Requirement:
Transcribe every line of the records verbatim.

* Begin Supplied material *

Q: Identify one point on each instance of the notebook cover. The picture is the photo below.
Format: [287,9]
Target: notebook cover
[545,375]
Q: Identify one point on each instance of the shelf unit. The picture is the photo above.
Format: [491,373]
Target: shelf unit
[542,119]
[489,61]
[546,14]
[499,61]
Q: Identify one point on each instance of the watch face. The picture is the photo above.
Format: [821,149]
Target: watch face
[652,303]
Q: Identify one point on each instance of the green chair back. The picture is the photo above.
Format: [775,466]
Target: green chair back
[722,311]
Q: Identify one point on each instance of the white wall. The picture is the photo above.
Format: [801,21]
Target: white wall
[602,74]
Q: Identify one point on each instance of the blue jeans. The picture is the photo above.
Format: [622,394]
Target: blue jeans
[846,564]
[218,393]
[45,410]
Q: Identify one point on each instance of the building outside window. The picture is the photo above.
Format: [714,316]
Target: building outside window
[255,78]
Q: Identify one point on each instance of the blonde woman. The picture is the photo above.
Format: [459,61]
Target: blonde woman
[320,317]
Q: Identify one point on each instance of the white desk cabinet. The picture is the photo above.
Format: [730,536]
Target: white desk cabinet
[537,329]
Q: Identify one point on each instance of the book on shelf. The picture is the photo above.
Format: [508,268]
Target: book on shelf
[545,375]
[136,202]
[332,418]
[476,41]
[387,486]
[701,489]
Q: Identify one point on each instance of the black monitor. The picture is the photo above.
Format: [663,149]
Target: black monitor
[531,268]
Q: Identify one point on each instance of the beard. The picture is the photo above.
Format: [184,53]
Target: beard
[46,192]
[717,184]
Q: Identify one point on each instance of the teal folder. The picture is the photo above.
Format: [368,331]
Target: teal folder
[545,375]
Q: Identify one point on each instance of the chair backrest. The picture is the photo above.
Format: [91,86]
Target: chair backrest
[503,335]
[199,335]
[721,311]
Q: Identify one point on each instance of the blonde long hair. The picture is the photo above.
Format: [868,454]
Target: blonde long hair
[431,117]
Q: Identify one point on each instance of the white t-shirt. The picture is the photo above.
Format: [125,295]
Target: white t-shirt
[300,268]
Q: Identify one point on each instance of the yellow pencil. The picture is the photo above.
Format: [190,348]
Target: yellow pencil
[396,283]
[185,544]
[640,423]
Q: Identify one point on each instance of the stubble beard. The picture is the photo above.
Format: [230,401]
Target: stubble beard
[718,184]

* End Supplied material *

Reply:
Q: Identify one point on each instance of the notebook cover. The picture is the photo below.
Format: [287,9]
Target: notebook cover
[545,375]
Q: Identify one point on each instance of the shelf unit. The picture is the photo above.
Format: [491,373]
Target: shelf unit
[542,119]
[489,61]
[546,14]
[499,61]
Q: Identify one point on each instance of the watch face. The picture is the photo above.
Format: [821,149]
Target: watch face
[652,303]
Q: Identify one point on each instance of the green chair back. The picture is the photo above.
Format: [775,466]
Target: green chair back
[722,311]
Q: Identify one point on each instance of the white wall. The picture is the photo above.
Format: [801,21]
Target: white wall
[602,74]
Q: Identify one point on each instance of the blue jeans. The picture is the photo above.
Format: [622,394]
Target: blue jeans
[846,564]
[218,393]
[45,410]
Q: Identify one point on each instance of the building outside window. The picture is the photo above.
Format: [714,316]
Target: building outside window
[255,78]
Q: Identify one point on each instance of the blonde woman. The picture is the photo above.
Format: [459,61]
Target: blonde woman
[320,317]
Q: Identify one point on each instance of the white desk cabinet. The picture is the photo above.
Format: [730,536]
Target: white desk cabinet
[537,329]
Q: Identify one point on each instance of the book on shelf. The picture is the photo above.
Format: [508,268]
Target: book on shelf
[545,375]
[136,202]
[332,418]
[476,41]
[387,486]
[701,489]
Q: Identify one point on each instance of the black monitor. The picture is the photo above.
Format: [663,149]
Target: black monitor
[531,268]
Q: Identify one point on each instance of the beard. The picture is the photo above.
Format: [184,53]
Target: beard
[46,192]
[717,184]
Q: Identify one point on each instance of the teal folder. The picture is the photo above.
Format: [368,331]
Target: teal folder
[545,375]
Q: Identify one point on each instance of the chair backrest. The picture is the photo above.
Format: [91,86]
Target: chair backrest
[503,335]
[199,335]
[721,311]
Q: Identify one point on each instance of the blonde long hair. The picture is the photo above.
Format: [868,454]
Target: blonde long hair
[431,117]
Q: Identify one point on each instance of the white t-shirt. The picture is the photo above.
Format: [125,295]
Target: white t-shirt
[300,268]
Q: Identify one point on each instance of the yellow pencil. The picture is the photo above.
Format: [190,348]
Target: yellow pencil
[396,283]
[185,544]
[640,423]
Q: Identify one point on each instance of the stubble beard. The picture is the photo above.
Format: [230,401]
Target: stubble beard
[718,184]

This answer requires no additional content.